[Extracted records]
—————
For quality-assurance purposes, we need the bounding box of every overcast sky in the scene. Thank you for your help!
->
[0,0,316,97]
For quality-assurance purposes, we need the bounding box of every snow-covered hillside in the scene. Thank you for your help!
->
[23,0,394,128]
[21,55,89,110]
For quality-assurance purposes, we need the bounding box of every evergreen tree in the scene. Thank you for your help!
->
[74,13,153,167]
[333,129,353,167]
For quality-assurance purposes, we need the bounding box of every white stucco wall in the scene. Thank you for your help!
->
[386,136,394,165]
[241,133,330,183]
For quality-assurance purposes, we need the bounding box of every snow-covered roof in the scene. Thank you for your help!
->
—————
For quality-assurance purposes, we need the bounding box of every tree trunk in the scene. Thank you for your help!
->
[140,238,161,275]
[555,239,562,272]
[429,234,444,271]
—————
Task description:
Select every line of the entries above that contains the string "covered".

Expected output:
For quality-assurance purposes, we need the bounding box of every snow-covered hillside in the scene. Thank you for your help!
For quality-assurance purposes, we need the bounding box of every snow-covered roof in the scene. Thank you for your help!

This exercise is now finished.